- Written request -
Output every line of the items below verbatim, with no changes.
##########
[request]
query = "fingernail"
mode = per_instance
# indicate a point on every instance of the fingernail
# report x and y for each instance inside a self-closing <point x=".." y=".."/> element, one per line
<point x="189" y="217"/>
##########
- The result -
[request]
query = "fingernail"
mode = per_instance
# indicate a point on every instance of the fingernail
# report x and y for each instance inside a self-closing <point x=".." y=".."/> element, one per line
<point x="189" y="217"/>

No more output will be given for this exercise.